Records from a point labeling set:
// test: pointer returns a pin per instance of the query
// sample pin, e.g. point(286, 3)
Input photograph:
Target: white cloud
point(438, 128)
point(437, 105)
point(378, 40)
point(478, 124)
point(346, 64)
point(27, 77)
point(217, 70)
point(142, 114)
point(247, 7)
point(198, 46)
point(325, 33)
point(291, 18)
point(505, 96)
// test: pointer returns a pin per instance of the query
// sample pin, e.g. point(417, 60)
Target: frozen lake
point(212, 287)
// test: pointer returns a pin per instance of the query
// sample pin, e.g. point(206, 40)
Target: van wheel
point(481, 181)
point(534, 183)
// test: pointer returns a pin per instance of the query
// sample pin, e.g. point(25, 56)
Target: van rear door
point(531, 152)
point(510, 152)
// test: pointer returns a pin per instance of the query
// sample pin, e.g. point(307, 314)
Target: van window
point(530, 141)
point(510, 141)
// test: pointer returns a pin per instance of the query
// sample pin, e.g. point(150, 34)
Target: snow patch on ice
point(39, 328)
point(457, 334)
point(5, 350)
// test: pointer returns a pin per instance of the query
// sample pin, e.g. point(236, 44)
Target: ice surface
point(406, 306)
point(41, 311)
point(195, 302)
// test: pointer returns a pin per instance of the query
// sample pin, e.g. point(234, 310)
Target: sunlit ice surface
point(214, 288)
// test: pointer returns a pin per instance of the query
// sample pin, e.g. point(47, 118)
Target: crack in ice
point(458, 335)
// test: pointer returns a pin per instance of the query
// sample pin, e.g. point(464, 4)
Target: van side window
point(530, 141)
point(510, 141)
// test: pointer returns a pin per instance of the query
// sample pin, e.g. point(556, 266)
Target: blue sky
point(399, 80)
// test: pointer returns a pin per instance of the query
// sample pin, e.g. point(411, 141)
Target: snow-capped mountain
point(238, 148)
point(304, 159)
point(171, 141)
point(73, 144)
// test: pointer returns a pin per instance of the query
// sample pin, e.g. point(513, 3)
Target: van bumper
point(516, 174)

Aim of the exercise
In full and verbatim, repeat the records given above.

Correct response
// test: pointer returns a pin per instance of the query
// sample pin, e.g. point(286, 3)
Input photograph:
Target: white cloud
point(438, 128)
point(437, 105)
point(378, 40)
point(478, 124)
point(346, 64)
point(27, 77)
point(217, 70)
point(142, 114)
point(247, 7)
point(198, 46)
point(325, 33)
point(291, 18)
point(505, 96)
// test: pointer returns a pin per instance of the query
// sample pin, e.g. point(417, 60)
Target: frozen lake
point(212, 287)
// test: pointer returns a pin per instance of the query
// sample pin, e.g. point(206, 40)
Target: van wheel
point(481, 181)
point(534, 183)
// test: pointer returns a pin per instance of the query
// sample pin, e.g. point(25, 56)
Target: van rear door
point(531, 152)
point(510, 152)
// test: pointer returns a pin per instance of the query
// sample pin, e.g. point(307, 314)
Target: van window
point(530, 141)
point(510, 141)
// test: pointer returns a pin per instance of the query
// sample pin, e.g. point(150, 34)
Target: snow patch on ice
point(39, 328)
point(457, 334)
point(5, 350)
// test: pointer returns a pin per instance of the query
// sample pin, e.g. point(236, 44)
Target: ice surface
point(406, 306)
point(41, 311)
point(195, 302)
// test: pointer returns a pin per instance of the query
// sample pin, e.g. point(234, 310)
Target: sunlit ice surface
point(214, 288)
// test: pointer returns a pin per instance of the query
// sample pin, e.g. point(47, 118)
Target: crack in ice
point(458, 335)
// test: pointer returns a pin per instance of the query
// sample pin, e.g. point(464, 4)
Target: van side window
point(530, 141)
point(510, 141)
// test: pointer returns a pin per instance of the query
// sample pin, e.g. point(556, 266)
Target: blue sky
point(399, 80)
// test: pointer returns a pin per instance of the query
// sample pin, e.g. point(411, 141)
Target: snow-capped mountain
point(238, 148)
point(304, 159)
point(171, 141)
point(73, 144)
// test: pointer returns a pin per instance of the query
// sample pin, e.g. point(513, 3)
Target: van bumper
point(516, 174)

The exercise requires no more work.